--- Start MATERIAL SUPPLIED ---

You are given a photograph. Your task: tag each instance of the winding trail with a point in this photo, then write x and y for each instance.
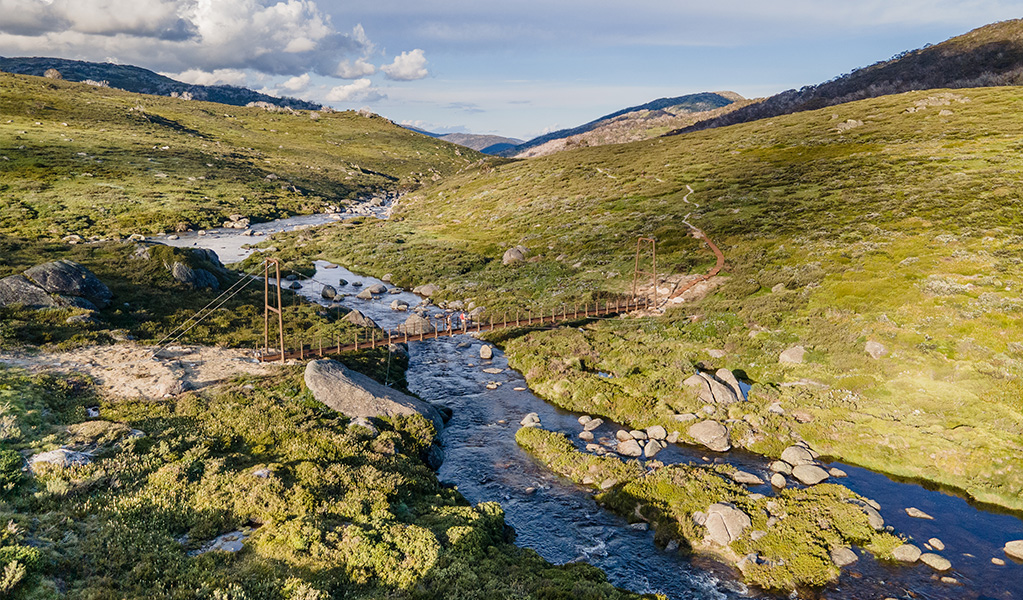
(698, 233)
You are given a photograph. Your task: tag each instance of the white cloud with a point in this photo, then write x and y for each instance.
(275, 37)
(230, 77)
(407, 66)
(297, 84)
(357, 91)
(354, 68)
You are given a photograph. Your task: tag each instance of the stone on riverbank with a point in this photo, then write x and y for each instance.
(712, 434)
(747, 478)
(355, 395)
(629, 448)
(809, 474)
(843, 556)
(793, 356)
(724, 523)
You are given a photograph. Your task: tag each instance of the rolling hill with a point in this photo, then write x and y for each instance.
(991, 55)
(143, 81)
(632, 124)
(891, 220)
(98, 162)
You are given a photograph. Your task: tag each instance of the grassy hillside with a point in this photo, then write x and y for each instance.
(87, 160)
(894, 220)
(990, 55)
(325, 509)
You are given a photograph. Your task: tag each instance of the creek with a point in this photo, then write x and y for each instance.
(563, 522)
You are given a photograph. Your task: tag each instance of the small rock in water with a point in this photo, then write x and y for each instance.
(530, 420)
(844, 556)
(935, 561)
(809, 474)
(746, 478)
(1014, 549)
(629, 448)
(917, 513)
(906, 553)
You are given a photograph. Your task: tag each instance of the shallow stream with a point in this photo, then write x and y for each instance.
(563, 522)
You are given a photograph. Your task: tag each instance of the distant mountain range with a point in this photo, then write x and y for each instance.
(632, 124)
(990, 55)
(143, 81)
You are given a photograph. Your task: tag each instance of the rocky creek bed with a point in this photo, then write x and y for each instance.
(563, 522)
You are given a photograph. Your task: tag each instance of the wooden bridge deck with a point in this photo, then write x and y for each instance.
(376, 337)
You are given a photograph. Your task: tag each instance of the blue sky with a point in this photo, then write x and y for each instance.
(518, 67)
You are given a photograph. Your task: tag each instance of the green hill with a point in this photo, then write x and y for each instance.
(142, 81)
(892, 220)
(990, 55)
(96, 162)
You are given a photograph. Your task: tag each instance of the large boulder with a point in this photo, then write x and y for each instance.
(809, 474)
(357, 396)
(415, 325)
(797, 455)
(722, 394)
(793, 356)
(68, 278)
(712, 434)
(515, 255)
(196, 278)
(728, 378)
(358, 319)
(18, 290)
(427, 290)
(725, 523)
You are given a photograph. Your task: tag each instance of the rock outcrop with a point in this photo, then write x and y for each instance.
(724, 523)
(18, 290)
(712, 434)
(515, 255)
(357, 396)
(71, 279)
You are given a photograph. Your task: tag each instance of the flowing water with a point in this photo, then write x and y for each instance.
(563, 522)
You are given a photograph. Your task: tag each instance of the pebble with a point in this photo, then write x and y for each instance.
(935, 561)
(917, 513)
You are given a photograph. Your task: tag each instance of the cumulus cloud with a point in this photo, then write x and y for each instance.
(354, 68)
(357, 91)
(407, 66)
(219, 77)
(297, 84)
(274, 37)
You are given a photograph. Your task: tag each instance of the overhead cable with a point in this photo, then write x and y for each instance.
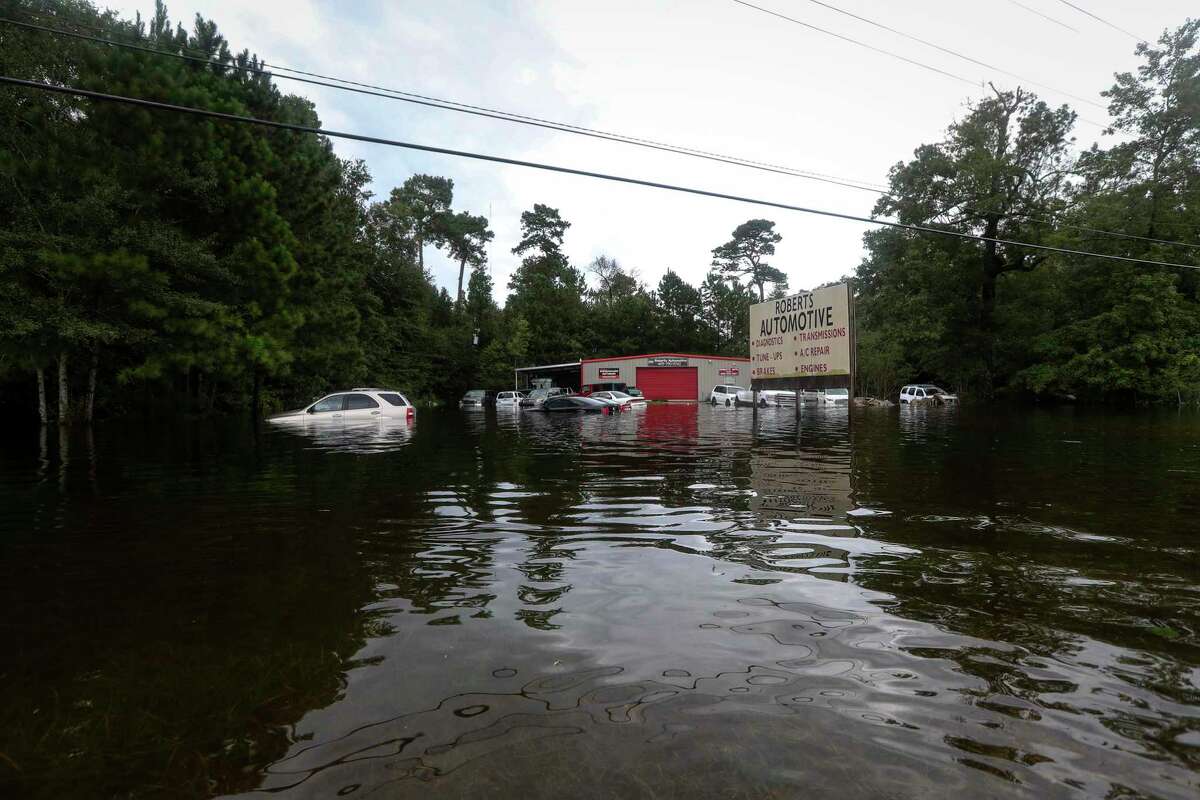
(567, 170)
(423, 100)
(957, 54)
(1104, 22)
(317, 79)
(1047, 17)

--- End MATERIAL SUPPLIED ---

> WHAT THE TASK ASKS
Rewrite the listing as a Markdown table with two columns, "Row" for the row number and "Line" for the text of each line, skipping blank lines. Omit the pictures.

> CORRECT RESULT
| Row | Line |
|---|---|
| 1 | You are given a photograph. Your task: tag each instance of the winding trail with a point in this photo, then write x and y for each instance. |
| 2 | (698, 233) |
| 3 | You are given a photograph. Your task: tag each instance of the white cloud with a point in this photo, then write x and y for each instance. |
| 4 | (275, 37) |
| 5 | (230, 77) |
| 6 | (407, 66) |
| 7 | (297, 84) |
| 8 | (357, 91) |
| 9 | (354, 68) |
| 10 | You are given a photograph. Your task: tag each instance of the stone on riverbank with a point in this photo, then write x and y for each instance. |
| 11 | (712, 434) |
| 12 | (747, 478) |
| 13 | (355, 395) |
| 14 | (629, 448) |
| 15 | (809, 474) |
| 16 | (843, 556) |
| 17 | (793, 356) |
| 18 | (724, 523) |
| 19 | You are given a photograph. Your task: tag each instance of the rolling hill with a point in this photo, then write x and y for each instance. |
| 20 | (991, 55) |
| 21 | (143, 81) |
| 22 | (632, 124) |
| 23 | (891, 220) |
| 24 | (98, 162) |
| 25 | You are given a photograph. Your task: tag each instance of the grassy hillside with a point in this photo, then write x and y for each instance. |
| 26 | (87, 160) |
| 27 | (894, 220) |
| 28 | (990, 55) |
| 29 | (325, 509) |
| 30 | You are given a photograph. Your task: tag each instance of the creek with a point in this photo, then write x and y for each instance. |
| 31 | (563, 522) |
| 32 | You are given a photograph. Your task: tag each instance of the small rock in water with a point in this photo, then write x and y for each instance. |
| 33 | (530, 420) |
| 34 | (844, 556) |
| 35 | (935, 561) |
| 36 | (809, 474) |
| 37 | (746, 478) |
| 38 | (1014, 549) |
| 39 | (629, 448) |
| 40 | (917, 513) |
| 41 | (906, 553) |
| 42 | You are given a photograph. Your task: tag each instance of the shallow stream with a point in this photo, then write x and y for each instance. |
| 43 | (563, 522) |
| 44 | You are given a photograph. Your task: tag each instance of the distant mountain range with a point in this photo, then write x and y for each instance. |
| 45 | (632, 124) |
| 46 | (990, 55) |
| 47 | (143, 81) |
| 48 | You are given a photograph. Your task: tag each instance of the rocky creek bed with a point in this photo, then write x and y for each instance. |
| 49 | (563, 522) |
| 50 | You are given a photograph. Your task: tag each instance of the wooden bridge deck with a point in this photo, then write x and y for each instance. |
| 51 | (376, 337) |
| 52 | You are given a photograph. Your task: tag each instance of the blue sky with a point in this photo, then write x and y for each instance. |
| 53 | (518, 67) |
| 54 | You are given a photograph. Your task: tag each instance of the green hill with a point in this photo, then write x and y for each instance. |
| 55 | (142, 81) |
| 56 | (892, 220) |
| 57 | (990, 55) |
| 58 | (96, 162) |
| 59 | You are given a photograph. Your task: tag each instance of the large boulder with a point in this photo, then write x and y for each instance. |
| 60 | (809, 474) |
| 61 | (357, 396) |
| 62 | (415, 325) |
| 63 | (797, 455) |
| 64 | (722, 394) |
| 65 | (793, 356) |
| 66 | (68, 278) |
| 67 | (712, 434) |
| 68 | (515, 255) |
| 69 | (196, 278) |
| 70 | (728, 378) |
| 71 | (358, 319) |
| 72 | (18, 290) |
| 73 | (427, 290) |
| 74 | (725, 523) |
| 75 | You are given a photograph. Your task: tag each instance of the rock outcrop with a point in this photo, then write x and y for each instance. |
| 76 | (724, 523) |
| 77 | (18, 290) |
| 78 | (712, 434) |
| 79 | (515, 255) |
| 80 | (357, 396) |
| 81 | (71, 279) |
| 82 | You are given a photograph. Your task: tag each instance of the flowing water with a point in this photo, then write x and y for each instance. |
| 83 | (563, 522) |
| 84 | You are given a photograph. Your task: tag each instance of the pebble with a point in this photo, then write x and y for each instance. |
| 85 | (935, 561) |
| 86 | (917, 513) |
| 87 | You are given a photograph. Your task: tag each instance of the cumulus cloud with a point in this photo, then write x and y for each instance. |
| 88 | (354, 68) |
| 89 | (357, 91) |
| 90 | (407, 66) |
| 91 | (219, 77) |
| 92 | (297, 84) |
| 93 | (274, 37) |
| 94 | You are given a photograph. Your task: tag each instance of the overhead cable with a point in this photo, then write x and y for each instance. |
| 95 | (567, 170) |
| 96 | (423, 100) |
| 97 | (957, 54) |
| 98 | (1104, 22) |
| 99 | (317, 79) |
| 100 | (1047, 17) |